(Pointing entries for named objects)
————

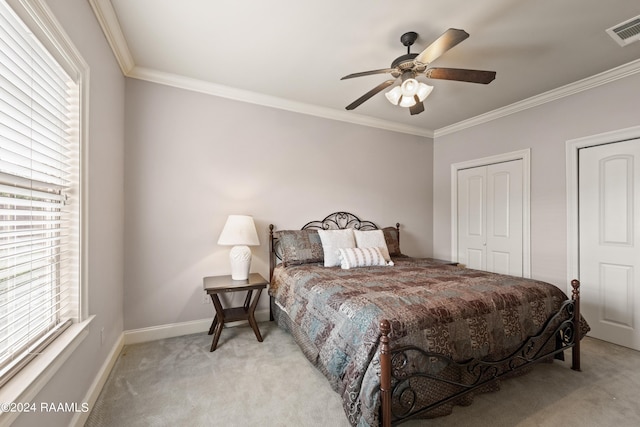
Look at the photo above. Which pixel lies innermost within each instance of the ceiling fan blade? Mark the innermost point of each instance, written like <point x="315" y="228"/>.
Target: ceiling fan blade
<point x="417" y="109"/>
<point x="463" y="75"/>
<point x="369" y="73"/>
<point x="369" y="94"/>
<point x="446" y="41"/>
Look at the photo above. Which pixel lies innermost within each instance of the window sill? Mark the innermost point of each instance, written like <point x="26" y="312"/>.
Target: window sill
<point x="27" y="383"/>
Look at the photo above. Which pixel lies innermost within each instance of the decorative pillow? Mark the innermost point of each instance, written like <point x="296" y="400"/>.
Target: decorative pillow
<point x="393" y="240"/>
<point x="372" y="239"/>
<point x="300" y="247"/>
<point x="361" y="257"/>
<point x="332" y="240"/>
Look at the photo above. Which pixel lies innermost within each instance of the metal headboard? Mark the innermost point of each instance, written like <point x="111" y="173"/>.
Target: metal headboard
<point x="335" y="221"/>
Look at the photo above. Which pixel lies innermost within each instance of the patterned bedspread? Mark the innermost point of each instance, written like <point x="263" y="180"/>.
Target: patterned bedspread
<point x="334" y="316"/>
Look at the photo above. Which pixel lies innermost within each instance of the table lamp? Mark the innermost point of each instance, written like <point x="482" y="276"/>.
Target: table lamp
<point x="240" y="232"/>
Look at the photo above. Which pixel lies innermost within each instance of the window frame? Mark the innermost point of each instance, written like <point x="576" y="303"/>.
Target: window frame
<point x="26" y="384"/>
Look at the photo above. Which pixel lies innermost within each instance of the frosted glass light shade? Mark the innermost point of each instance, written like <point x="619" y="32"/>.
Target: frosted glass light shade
<point x="423" y="91"/>
<point x="240" y="232"/>
<point x="409" y="87"/>
<point x="407" y="101"/>
<point x="394" y="95"/>
<point x="404" y="95"/>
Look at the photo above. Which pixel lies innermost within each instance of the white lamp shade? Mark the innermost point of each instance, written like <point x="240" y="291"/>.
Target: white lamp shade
<point x="394" y="95"/>
<point x="239" y="230"/>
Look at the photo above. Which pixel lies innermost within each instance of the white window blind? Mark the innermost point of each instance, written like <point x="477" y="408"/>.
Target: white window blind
<point x="39" y="159"/>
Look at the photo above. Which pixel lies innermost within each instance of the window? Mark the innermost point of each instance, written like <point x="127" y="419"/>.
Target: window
<point x="39" y="195"/>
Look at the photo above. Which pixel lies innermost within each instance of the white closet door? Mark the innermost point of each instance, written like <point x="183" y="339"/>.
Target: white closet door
<point x="609" y="232"/>
<point x="490" y="218"/>
<point x="472" y="231"/>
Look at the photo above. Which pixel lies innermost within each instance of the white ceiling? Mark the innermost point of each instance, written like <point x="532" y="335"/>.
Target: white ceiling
<point x="291" y="54"/>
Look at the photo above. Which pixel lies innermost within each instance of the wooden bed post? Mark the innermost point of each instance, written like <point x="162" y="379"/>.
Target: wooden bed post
<point x="272" y="261"/>
<point x="575" y="351"/>
<point x="385" y="373"/>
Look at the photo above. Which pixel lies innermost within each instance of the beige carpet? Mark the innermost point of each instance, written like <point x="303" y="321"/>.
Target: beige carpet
<point x="178" y="382"/>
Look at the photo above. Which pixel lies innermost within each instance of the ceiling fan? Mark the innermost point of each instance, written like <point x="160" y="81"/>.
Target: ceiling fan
<point x="411" y="92"/>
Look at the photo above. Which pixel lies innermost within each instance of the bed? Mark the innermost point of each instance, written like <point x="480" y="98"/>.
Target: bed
<point x="400" y="337"/>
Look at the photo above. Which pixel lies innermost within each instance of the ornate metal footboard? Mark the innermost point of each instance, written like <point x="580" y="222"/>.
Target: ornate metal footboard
<point x="403" y="382"/>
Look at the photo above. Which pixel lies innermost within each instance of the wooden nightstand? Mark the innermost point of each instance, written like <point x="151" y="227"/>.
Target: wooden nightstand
<point x="215" y="285"/>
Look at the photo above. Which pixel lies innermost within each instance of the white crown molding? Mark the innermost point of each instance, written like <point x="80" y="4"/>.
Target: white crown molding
<point x="108" y="20"/>
<point x="271" y="101"/>
<point x="605" y="77"/>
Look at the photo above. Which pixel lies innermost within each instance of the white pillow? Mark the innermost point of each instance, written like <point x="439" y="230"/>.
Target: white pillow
<point x="360" y="257"/>
<point x="332" y="240"/>
<point x="372" y="239"/>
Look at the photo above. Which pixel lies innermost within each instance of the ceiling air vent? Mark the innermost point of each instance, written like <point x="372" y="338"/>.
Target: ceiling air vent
<point x="626" y="32"/>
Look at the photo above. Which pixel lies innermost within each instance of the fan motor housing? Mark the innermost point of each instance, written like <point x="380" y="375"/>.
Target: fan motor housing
<point x="404" y="62"/>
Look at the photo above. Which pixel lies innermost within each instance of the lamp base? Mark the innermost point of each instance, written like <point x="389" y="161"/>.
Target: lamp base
<point x="240" y="259"/>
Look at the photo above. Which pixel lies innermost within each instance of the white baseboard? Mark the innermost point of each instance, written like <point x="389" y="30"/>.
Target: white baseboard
<point x="80" y="418"/>
<point x="154" y="333"/>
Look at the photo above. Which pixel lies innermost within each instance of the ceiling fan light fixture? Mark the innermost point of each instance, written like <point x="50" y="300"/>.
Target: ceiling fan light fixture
<point x="423" y="91"/>
<point x="409" y="87"/>
<point x="394" y="95"/>
<point x="407" y="101"/>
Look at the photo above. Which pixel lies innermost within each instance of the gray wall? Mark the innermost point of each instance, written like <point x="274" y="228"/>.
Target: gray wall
<point x="544" y="129"/>
<point x="105" y="214"/>
<point x="192" y="159"/>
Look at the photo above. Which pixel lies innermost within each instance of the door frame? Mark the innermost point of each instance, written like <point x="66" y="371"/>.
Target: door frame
<point x="573" y="147"/>
<point x="525" y="156"/>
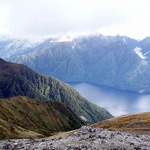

————

Exercise goal
How many lines of the data above contain the string "pillow"? Reply with the number alone.

Task output
4